Consignes
D'après l'extrait choisi ci-dessous, répondez s'il vous plaît aux trois questions suivantes :
(a) Quelle minorité M. La Fayette a-t-il voulu opposer à la majorité de la nation, et comment l'appelle-t-il ?
(b) Devant quelle instance doit-il se purger de l'accusation concernant les Belges ?
(c) Que la commission extraordinaire propose-t-elle de décréter ?

Extrait choisi
******
Le véritable délit de M. La Fayette est non-seulement d'avoir violé la Constitution en délibérant et en permettant à son armée de délibérer, mais d'avoir voulu opposer une minorité orgueilleuse, qu'il appelle la classe des honnêtes gens, à la majorité de la nation. Ce fait résulte des pièces qui vont être lues. Il s'est donc rendu coupable d'avoir fomenté une guerre civile. A l'égard de ce délit la loi est claire. C'est à vous à l'appliquer. Je ne vous parlerai pas des actions personnelles de M. La Fayette. Mais est-il vrai qu'il a refusé de donner la liberté aux malheureux Belges? Rien n'excuserait auprès de la sévère justice ce crime, de l'accusation duquel il doit se purger devant la haute cour nationale. A l'instant où toutes les tyrannies s'agitent pour étouffer la liberté, où les trahisons se multiplient, gardez-vous que trop de faiblesse n'encourage les auteurs de ces désordres, et ne brise pour longtemps peut-être le ressort des lois. Votre commission extraordinaire vous propose de décréter qu'il y a lieu à accusation contre le général La Fayette. (Des applaudissemens s'élèvent dans les tribunes.)
******
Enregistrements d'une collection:

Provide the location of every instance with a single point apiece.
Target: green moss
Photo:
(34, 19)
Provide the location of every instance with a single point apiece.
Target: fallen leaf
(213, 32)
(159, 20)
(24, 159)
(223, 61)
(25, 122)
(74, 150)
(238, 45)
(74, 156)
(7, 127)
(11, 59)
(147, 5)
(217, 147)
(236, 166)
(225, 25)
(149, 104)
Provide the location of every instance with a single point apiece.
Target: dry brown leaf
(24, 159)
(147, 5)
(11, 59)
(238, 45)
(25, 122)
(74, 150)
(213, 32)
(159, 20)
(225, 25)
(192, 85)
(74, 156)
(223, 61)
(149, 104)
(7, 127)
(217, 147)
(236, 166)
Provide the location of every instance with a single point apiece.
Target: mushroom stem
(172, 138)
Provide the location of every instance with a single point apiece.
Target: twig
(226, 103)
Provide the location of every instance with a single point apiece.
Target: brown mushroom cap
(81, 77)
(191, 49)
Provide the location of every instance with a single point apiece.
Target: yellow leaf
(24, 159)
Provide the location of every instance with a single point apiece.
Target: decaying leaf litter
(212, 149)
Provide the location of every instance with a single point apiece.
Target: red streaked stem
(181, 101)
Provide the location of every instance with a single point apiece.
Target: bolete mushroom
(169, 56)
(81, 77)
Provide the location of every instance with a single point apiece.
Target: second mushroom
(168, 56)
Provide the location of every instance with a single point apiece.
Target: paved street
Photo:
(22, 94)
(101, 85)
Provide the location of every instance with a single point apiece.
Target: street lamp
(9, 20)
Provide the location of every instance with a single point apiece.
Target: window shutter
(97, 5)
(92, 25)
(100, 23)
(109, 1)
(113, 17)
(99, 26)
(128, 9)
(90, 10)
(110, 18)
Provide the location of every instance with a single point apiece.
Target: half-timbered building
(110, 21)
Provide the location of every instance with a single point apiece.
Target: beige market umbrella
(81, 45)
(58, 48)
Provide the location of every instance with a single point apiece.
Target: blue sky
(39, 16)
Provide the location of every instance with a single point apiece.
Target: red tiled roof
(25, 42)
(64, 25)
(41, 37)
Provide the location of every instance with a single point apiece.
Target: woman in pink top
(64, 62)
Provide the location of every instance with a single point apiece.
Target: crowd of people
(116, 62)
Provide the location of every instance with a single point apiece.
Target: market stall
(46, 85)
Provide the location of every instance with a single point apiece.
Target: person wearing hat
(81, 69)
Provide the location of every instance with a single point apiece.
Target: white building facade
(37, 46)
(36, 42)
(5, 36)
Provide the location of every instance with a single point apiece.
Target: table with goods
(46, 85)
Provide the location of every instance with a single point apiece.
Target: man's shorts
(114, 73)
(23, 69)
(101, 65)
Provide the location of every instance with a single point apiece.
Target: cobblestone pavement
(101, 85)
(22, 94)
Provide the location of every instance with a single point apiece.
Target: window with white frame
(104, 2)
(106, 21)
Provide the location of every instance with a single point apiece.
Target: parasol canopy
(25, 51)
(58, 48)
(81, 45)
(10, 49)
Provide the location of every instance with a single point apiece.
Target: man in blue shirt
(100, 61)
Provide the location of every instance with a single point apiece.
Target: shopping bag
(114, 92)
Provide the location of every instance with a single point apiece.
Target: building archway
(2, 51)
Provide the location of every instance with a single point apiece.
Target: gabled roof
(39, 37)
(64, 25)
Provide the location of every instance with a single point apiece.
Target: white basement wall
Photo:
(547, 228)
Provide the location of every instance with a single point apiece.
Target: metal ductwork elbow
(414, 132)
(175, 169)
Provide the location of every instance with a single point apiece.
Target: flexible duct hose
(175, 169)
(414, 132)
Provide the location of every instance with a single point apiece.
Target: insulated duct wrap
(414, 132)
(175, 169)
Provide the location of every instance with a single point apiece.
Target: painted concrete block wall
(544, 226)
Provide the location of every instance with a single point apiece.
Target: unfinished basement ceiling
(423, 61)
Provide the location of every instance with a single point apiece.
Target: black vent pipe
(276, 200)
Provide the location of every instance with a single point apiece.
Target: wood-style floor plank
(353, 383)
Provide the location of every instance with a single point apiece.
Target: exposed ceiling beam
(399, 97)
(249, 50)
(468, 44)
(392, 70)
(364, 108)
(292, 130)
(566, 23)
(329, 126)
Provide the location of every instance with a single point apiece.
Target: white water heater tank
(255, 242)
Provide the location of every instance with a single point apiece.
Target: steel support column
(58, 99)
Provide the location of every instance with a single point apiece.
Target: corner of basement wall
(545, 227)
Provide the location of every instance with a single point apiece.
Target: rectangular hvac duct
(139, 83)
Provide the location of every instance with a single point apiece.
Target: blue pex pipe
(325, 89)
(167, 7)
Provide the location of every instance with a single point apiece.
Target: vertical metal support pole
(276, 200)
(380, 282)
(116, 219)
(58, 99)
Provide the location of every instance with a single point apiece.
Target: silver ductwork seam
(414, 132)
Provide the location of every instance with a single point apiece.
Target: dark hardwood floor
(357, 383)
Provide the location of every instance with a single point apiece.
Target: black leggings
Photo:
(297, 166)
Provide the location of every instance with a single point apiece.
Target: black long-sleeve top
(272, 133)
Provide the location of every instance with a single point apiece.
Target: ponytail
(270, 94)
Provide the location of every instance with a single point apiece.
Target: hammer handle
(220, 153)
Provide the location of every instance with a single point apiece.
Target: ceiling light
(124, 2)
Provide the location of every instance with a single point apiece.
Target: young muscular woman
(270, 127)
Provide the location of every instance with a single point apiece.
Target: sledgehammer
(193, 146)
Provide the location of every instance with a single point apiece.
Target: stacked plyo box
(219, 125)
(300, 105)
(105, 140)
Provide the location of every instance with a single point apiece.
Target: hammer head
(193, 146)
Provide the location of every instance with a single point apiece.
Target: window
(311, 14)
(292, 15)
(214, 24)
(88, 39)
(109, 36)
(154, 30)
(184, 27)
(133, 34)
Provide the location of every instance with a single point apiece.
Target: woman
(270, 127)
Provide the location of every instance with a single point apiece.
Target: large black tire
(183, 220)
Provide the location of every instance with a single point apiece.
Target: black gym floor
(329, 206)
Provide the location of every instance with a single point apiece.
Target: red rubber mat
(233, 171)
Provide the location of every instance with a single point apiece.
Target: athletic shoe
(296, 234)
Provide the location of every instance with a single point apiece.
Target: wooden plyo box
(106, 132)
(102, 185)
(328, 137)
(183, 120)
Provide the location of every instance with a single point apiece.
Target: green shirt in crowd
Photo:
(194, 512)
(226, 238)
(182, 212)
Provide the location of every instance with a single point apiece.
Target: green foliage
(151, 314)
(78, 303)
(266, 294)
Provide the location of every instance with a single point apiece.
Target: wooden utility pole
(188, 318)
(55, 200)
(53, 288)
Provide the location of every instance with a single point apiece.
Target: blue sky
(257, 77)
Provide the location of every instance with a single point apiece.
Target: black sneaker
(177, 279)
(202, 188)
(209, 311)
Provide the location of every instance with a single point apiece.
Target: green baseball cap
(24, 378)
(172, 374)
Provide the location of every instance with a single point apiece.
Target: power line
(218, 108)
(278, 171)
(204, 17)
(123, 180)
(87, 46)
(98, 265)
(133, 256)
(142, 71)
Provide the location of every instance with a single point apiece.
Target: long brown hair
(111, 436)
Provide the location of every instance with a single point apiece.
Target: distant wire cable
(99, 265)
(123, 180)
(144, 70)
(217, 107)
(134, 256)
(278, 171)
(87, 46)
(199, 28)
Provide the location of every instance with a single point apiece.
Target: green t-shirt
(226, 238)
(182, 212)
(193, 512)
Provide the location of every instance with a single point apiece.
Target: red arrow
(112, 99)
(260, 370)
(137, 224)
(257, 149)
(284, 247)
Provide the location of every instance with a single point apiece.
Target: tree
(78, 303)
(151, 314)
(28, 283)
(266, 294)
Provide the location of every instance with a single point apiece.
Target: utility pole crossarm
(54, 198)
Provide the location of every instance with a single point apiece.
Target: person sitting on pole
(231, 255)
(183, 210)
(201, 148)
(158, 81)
******
Réponse attendue
(a) Une minorité orgueilleuse, qu'il appelle la classe des honnêtes gens.
(b) Devant la haute cour nationale.
(c) Qu'il y a lieu à accusation contre le général La Fayette.